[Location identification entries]
/---
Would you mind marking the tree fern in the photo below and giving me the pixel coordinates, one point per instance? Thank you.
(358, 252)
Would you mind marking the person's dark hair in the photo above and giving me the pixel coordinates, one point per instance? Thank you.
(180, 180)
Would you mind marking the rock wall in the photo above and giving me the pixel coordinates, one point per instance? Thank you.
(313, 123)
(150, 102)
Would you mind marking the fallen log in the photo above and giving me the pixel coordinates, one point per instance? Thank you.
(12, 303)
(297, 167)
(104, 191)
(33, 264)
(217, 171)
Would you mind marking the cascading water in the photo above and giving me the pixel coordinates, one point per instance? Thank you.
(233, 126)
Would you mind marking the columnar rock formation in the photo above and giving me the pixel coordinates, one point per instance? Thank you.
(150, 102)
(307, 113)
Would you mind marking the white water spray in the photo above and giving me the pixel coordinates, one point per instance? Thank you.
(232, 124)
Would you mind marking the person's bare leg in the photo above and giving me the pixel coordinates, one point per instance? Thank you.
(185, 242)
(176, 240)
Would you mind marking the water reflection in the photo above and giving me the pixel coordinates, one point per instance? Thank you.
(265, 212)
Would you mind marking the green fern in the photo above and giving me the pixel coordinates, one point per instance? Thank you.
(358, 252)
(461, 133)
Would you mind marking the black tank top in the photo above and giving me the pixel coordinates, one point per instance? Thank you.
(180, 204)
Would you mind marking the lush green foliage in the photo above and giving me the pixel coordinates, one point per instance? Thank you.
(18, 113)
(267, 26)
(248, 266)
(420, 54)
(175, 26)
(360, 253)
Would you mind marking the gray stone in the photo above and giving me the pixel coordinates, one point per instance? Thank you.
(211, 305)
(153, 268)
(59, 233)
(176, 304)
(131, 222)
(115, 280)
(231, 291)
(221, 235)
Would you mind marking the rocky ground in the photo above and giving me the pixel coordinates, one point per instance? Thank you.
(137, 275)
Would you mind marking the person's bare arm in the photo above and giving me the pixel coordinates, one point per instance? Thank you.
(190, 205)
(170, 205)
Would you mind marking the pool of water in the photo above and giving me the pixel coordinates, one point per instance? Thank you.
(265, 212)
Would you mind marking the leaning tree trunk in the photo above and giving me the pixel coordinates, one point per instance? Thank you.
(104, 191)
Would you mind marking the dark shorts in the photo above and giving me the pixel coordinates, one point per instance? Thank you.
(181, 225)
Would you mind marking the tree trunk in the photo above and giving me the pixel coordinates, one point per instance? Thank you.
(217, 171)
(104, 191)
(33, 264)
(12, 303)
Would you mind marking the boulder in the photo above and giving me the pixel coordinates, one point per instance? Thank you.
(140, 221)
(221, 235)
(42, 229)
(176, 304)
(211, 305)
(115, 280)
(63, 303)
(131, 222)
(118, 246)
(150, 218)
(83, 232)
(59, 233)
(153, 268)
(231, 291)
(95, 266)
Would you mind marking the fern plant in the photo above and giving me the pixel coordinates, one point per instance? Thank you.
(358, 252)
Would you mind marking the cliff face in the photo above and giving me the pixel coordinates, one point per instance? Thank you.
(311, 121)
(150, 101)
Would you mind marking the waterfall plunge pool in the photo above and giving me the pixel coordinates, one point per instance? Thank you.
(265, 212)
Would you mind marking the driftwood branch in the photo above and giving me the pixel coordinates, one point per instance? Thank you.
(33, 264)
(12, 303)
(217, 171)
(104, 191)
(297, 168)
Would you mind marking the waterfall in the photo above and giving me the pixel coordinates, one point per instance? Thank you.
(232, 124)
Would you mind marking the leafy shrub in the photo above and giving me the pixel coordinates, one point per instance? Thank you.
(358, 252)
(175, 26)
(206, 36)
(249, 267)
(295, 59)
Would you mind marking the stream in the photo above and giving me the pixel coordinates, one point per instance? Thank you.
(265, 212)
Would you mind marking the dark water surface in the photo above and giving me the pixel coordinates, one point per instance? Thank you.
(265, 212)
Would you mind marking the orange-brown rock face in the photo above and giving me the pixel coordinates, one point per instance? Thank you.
\---
What this task involves: Give back all the data exactly as written.

Answer to this exercise:
Would you mind marking the tree fern in the photo below and giving me the pixel coordinates, one point per instance? Thank you.
(358, 252)
Would you mind marking the person's dark hair in the photo above and giving me the pixel coordinates, one point per instance? Thank you.
(180, 180)
Would you mind marking the rock wall in the photo above and giving me the pixel coordinates, one point per instance? Thank you.
(313, 123)
(150, 102)
Would you mind marking the fallen log in the photo above and giving me the pixel coordinates, one point per instance? Thank you.
(12, 303)
(297, 167)
(104, 191)
(33, 264)
(217, 171)
Would you mind marking the cascading water in the photo above and giving me the pixel coordinates, one point per instance? Thank you.
(233, 126)
Would you mind marking the columnar rock formation in the photo above and giving me the pixel coordinates, one point per instance? Thank you.
(150, 102)
(307, 113)
Would you mind marking the white water spray in the photo above and giving me the pixel coordinates, one point per instance? Thank you.
(232, 124)
Would you mind marking the person's bare leg in the photo above and giving me the pixel coordinates, one point per instance? Thank you.
(185, 242)
(176, 240)
Would you mind marking the water reflection in the photo above and giving me the pixel coordinates, one point per instance? Thank you.
(265, 212)
Would you mind marking the green fern in the photo above and giving me the pixel coordinates, one point per instance? Thank you.
(358, 252)
(461, 133)
Would you mind marking the black tank top in the photo above and giving me the pixel coordinates, one point per instance? Thank you.
(180, 204)
Would you mind marking the lush green foliage in the photo above and giving me the pixel coordinates, one point per instance? Thank you.
(18, 113)
(267, 26)
(248, 266)
(420, 54)
(175, 26)
(360, 253)
Would you mind marking the gray stone in the photo above and giving me the pixel coordinates, one point per instance? Thank you.
(211, 305)
(153, 268)
(59, 233)
(176, 304)
(131, 222)
(115, 280)
(231, 291)
(221, 235)
Would you mind marking the rocky ground in the photo above and giving me the pixel coordinates, one point per instance? Thank you.
(137, 275)
Would you mind marking the person's bare arm in the photo above and giving me the pixel coordinates, one point per instance? Thank you.
(190, 205)
(170, 205)
Would you mind marking the pool of water in the photo above and giving me the pixel coordinates, one point per instance? Thank you.
(265, 212)
Would you mind marking the leaning tree trunk in the photo above and giving me the pixel coordinates, one point per instance? Thank you.
(104, 191)
Would you mind marking the dark shorts in the photo above and giving me the pixel coordinates, one point per instance? Thank you.
(181, 225)
Would you mind marking the tree trunk in the photo above and giving me the pixel coordinates, one point per instance? Thank you.
(217, 171)
(104, 191)
(33, 264)
(12, 303)
Would you mind marking the boulder in the photo above and giving me the pixel coordinates, one point per instance? Thank you.
(140, 221)
(221, 235)
(42, 229)
(176, 304)
(211, 305)
(115, 280)
(63, 303)
(131, 222)
(118, 246)
(150, 218)
(83, 232)
(59, 233)
(153, 268)
(231, 291)
(95, 266)
Would you mind marking the fern plant in the photo above and giving me the pixel coordinates, one point per instance? Thank you.
(358, 252)
Would you mind marking the cliff face in the photo above and giving me the pixel coordinates, one point per instance? Thank you.
(311, 121)
(150, 101)
Would you mind marking the waterfall plunge pool in the photo above and giving me the pixel coordinates, one point per instance? Thank you.
(265, 212)
Would you mind marking the driftwood branch in the photo above and giving me the pixel coordinates, one point per instance? Thank you.
(33, 264)
(12, 303)
(217, 171)
(104, 191)
(297, 168)
Would you mind marking the waterfall in the photo above and giving me the pixel coordinates, one point per instance? Thank you.
(232, 124)
Would you mind marking the leafy shrub in the photo above and giving me the pixel coordinates, one point per instance? Thank you.
(358, 252)
(175, 26)
(206, 36)
(249, 267)
(295, 59)
Would you mind marking the stream in the photo above and giving me the pixel coordinates, one point per instance? Thank you.
(265, 212)
Would you mind marking the dark water surface in the photo above and giving me the pixel coordinates, one point per instance? Thank you.
(265, 212)
Would you mind marking the orange-brown rock face in the photo above and giving me the pixel coordinates, one point per instance? Thank you.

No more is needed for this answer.